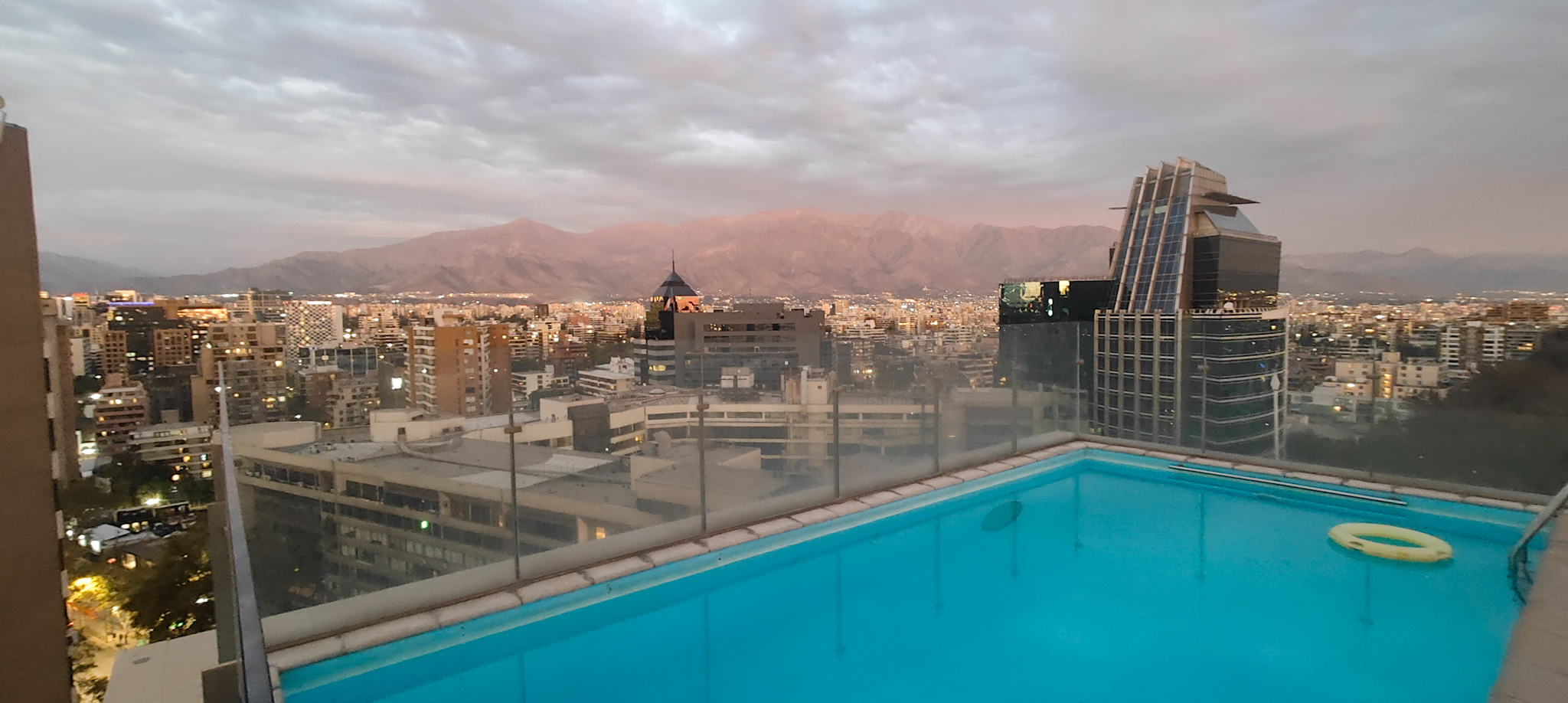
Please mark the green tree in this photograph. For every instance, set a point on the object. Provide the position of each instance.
(175, 597)
(83, 659)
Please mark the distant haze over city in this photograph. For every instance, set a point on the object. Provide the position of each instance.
(191, 139)
(802, 251)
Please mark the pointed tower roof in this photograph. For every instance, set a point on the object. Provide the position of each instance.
(673, 286)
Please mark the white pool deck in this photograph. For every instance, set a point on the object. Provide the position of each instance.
(1536, 669)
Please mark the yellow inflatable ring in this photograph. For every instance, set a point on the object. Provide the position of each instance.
(1352, 535)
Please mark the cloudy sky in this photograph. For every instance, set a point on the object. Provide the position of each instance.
(187, 136)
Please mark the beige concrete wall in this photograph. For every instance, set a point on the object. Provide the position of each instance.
(34, 662)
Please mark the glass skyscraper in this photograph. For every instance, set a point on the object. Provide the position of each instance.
(1194, 347)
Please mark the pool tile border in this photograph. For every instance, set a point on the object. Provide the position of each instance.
(394, 629)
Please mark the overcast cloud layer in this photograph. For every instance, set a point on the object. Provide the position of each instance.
(185, 136)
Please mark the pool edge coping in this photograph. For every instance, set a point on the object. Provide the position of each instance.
(514, 595)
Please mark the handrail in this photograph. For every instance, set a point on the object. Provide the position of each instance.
(1253, 479)
(1520, 577)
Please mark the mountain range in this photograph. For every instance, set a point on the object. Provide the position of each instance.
(802, 251)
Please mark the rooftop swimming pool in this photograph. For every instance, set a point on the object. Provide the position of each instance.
(1093, 577)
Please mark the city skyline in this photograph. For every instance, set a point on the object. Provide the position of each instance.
(197, 136)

## [WORK TASK]
Here the job is to print all the data exactly, skipping any image.

## [RESPONSE FOR THIS EXERCISE]
Please mark the green tree in this photograph. For every instance, set a point on the object. Provide the position of each instance.
(175, 597)
(83, 659)
Please mark the distant haze over city in this photograph. For every instance, set a point on the object. Provide the position of each instance.
(191, 139)
(802, 251)
Please mark the pointed tower roof in this photograph. For every instance, set a point on the object. Provide the position of each instance.
(673, 286)
Please mark the white pool deck in this photograph. For every instance, set a point on the object. Provide the position of each instance.
(1536, 669)
Please mark the yellow inflatable ring in this photograph. For every instance, set a point on the object. Provide the position of each instance.
(1352, 535)
Please mark the cloudy sky in this photograph. For every instance, set a point on the object. Provide the position of each instance.
(187, 136)
Please mark the beige concrete wall in this photograph. For every instance, set a point on the object. Provide the position of each instance.
(34, 662)
Please mark the glass skyscraper in this photograph. For every instance, set a point on the object. Provide the position of each instance.
(1194, 347)
Please mark the pool tile border in this photograph. For every instance, set a point on the object. Provide the position of each instance.
(394, 629)
Please mark the overcast cloud layer in this photograph. For every instance, set a point on the object. Provide the position of each instance.
(185, 136)
Please mark the pool edge coping in this photograph. For every instance, set a point on the object. Provide the position of each instance.
(514, 595)
Please mark the handrail in this photograph. For every instance, set a point on the object. Provide the position of each instance.
(1253, 479)
(1520, 577)
Please mark the mountain range in this photograph. For every instance, set a point on the object. Provide the position of each instance.
(802, 251)
Please mark the rooftop swimming pool in this photograph. For every instance, set a point on the object. Provide the position of each instance.
(1093, 577)
Please mark the city skyline in this photograph. For every instance, set a point on the object. Provide the position of each instance.
(197, 136)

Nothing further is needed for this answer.